• [INFORMATION SHOWN]:
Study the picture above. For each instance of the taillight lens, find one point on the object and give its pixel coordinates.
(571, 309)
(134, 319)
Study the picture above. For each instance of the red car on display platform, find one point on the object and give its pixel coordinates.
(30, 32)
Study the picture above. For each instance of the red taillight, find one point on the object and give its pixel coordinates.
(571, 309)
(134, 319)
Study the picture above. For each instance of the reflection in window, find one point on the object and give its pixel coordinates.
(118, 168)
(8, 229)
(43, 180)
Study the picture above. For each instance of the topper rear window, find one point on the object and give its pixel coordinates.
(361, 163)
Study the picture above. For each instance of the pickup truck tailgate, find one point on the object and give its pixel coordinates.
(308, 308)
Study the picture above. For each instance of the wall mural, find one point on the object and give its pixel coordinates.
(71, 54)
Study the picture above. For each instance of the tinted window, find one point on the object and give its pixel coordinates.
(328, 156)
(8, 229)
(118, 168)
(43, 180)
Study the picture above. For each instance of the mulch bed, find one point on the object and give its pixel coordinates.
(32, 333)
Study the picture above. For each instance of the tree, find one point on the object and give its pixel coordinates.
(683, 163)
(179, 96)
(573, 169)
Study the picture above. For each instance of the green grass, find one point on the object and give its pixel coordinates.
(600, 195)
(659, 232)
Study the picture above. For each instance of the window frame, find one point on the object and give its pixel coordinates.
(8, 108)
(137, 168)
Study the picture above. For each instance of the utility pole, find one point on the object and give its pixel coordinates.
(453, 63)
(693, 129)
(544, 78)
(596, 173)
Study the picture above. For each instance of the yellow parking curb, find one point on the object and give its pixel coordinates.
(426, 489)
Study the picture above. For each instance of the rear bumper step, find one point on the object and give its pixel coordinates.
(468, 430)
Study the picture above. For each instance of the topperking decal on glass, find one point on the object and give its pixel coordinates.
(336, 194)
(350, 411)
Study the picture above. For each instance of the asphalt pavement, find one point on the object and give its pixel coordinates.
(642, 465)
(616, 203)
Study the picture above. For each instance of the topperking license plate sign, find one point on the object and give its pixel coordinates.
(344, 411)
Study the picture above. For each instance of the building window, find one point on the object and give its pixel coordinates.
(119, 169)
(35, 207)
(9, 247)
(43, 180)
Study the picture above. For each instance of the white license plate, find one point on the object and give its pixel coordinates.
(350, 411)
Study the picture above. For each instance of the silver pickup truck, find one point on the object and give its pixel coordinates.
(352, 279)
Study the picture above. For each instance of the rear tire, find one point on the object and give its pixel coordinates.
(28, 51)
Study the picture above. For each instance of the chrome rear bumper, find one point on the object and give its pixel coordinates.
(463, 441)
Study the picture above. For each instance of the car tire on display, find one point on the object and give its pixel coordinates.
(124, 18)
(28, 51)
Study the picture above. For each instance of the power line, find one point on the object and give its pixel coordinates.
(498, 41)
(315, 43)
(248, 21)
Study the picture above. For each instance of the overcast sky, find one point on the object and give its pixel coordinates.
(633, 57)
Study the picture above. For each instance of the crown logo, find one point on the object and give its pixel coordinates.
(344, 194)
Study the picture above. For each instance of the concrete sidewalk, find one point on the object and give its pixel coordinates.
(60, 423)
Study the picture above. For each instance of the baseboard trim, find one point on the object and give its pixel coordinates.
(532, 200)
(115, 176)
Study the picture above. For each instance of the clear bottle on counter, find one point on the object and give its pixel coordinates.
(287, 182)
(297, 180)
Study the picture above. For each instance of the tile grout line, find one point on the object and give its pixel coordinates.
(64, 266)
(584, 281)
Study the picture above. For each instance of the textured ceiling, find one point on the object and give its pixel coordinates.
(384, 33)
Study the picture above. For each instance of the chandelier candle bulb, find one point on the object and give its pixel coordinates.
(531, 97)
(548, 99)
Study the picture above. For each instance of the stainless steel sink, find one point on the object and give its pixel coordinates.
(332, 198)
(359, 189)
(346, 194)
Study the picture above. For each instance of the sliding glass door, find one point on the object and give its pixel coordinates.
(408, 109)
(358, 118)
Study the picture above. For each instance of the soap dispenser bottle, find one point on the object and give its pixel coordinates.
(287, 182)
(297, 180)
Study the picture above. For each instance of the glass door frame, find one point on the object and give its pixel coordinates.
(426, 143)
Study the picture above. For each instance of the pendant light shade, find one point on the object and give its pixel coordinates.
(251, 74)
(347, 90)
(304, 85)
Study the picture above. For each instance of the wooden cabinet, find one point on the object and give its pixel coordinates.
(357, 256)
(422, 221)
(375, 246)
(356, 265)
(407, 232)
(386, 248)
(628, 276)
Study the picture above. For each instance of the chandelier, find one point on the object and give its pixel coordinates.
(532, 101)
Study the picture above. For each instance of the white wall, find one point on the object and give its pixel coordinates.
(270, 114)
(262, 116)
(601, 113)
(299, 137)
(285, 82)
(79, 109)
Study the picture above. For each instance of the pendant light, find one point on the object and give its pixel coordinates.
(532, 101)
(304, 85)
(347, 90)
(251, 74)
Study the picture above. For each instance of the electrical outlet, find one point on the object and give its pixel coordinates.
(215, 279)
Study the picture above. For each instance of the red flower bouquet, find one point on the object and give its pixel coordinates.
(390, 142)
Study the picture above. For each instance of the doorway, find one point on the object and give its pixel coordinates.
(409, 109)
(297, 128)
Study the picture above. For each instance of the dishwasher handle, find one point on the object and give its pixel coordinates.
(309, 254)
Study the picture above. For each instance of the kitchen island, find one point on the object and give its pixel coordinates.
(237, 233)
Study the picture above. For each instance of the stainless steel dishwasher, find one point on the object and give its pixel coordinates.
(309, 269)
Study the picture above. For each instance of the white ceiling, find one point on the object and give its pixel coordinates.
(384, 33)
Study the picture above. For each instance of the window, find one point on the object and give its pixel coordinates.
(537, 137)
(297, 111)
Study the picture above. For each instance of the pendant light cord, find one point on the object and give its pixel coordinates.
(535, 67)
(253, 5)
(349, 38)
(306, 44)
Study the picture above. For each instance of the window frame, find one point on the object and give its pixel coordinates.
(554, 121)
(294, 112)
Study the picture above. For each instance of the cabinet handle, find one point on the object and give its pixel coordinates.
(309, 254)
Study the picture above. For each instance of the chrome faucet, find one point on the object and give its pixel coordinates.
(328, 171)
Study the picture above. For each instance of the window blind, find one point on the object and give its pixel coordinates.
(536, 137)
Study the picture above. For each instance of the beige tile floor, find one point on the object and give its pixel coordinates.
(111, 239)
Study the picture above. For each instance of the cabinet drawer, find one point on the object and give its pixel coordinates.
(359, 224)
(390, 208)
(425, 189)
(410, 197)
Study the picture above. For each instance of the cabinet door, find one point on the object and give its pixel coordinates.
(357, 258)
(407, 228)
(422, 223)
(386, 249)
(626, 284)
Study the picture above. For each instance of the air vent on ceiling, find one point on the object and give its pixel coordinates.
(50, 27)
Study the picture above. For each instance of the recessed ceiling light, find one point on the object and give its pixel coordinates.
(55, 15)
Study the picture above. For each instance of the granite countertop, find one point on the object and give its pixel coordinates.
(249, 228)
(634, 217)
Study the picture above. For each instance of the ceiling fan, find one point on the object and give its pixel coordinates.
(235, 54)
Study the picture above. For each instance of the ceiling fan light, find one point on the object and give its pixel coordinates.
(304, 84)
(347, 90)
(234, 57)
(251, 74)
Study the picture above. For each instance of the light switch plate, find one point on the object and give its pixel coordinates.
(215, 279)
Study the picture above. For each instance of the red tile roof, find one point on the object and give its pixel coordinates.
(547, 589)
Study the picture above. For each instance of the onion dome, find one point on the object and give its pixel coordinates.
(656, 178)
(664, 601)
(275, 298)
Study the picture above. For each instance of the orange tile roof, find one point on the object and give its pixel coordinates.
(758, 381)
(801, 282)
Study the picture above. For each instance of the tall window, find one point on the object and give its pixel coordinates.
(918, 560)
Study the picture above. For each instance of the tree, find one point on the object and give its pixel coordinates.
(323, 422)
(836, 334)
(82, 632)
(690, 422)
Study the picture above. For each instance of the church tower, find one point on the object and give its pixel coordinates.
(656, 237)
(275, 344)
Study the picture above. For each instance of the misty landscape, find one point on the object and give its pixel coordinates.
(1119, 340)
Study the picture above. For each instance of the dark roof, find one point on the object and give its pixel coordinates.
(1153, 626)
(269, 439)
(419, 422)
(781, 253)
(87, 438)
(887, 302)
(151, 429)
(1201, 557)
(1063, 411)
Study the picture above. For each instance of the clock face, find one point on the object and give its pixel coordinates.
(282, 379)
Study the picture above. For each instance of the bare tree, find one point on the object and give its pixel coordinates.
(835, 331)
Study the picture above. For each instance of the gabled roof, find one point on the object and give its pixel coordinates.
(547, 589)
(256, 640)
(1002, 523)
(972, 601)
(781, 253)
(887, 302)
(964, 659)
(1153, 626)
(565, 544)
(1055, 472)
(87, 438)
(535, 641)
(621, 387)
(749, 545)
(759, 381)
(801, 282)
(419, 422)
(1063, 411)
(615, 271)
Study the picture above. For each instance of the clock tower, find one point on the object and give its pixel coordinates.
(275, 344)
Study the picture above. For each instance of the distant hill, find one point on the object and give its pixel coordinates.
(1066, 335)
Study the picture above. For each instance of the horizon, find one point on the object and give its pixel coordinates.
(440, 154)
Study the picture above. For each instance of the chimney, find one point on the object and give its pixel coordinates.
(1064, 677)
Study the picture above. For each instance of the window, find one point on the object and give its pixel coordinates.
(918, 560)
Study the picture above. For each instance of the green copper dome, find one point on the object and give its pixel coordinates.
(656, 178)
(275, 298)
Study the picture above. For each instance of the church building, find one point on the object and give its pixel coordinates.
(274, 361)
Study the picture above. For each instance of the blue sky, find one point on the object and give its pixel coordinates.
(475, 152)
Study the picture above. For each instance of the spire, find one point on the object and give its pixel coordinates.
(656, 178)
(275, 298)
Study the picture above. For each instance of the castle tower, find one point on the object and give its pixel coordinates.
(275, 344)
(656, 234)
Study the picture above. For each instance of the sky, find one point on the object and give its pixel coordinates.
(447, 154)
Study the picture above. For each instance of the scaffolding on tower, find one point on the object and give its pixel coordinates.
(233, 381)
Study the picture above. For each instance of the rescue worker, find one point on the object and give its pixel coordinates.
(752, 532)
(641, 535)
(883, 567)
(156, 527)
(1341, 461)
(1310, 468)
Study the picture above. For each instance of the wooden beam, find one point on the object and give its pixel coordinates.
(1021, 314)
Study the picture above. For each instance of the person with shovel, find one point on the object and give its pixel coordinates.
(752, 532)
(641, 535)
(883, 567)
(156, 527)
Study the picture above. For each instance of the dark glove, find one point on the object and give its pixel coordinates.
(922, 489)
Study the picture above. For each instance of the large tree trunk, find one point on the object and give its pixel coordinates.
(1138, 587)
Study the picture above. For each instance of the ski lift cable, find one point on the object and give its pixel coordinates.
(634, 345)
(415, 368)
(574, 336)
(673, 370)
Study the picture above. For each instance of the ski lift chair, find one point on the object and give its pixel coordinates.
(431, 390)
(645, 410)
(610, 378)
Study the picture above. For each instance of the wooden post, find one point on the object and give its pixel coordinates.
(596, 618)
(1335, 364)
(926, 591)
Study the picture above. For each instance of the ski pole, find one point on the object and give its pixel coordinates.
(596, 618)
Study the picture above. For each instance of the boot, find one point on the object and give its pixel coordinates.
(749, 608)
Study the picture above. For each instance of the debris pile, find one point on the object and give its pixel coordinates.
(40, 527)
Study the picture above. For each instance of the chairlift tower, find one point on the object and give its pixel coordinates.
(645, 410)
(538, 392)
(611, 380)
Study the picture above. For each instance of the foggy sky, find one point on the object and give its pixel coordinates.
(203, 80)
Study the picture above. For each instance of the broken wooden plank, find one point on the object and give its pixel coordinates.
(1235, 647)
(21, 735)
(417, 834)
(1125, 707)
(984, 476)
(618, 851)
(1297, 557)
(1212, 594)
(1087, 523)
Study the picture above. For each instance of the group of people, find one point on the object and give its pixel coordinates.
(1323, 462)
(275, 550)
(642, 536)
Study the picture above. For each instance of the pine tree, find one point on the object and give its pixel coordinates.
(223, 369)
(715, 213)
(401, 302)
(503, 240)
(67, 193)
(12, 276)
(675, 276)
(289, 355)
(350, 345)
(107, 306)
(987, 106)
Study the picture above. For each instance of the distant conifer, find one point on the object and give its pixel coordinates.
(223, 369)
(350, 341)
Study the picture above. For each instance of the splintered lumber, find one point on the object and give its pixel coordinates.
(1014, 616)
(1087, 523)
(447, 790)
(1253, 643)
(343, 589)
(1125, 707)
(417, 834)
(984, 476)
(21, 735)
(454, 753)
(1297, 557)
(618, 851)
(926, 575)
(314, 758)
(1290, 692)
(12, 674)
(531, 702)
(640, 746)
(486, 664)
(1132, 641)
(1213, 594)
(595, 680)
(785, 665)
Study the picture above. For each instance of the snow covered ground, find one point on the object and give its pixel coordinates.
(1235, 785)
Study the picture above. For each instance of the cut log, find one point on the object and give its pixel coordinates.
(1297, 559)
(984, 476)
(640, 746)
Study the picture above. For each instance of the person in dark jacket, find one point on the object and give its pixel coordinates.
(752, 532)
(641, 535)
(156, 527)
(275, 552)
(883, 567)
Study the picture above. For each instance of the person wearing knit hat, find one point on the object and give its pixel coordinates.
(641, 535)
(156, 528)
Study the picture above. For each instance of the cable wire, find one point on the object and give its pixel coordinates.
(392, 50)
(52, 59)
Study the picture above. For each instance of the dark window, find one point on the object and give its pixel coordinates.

• [PROBLEM TO WORK ON]: Output exactly the lines of the data that run from the one containing "Study the picture above. For each instance of the cable" to the very last line, and no others.

• [RESULT]:
Study the picture above. For each instance of the cable wire, find one point on the object and give its pixel coordinates.
(392, 50)
(52, 59)
Study the picture above. For each instance of the dark window, find one point on the object and give its pixel coordinates.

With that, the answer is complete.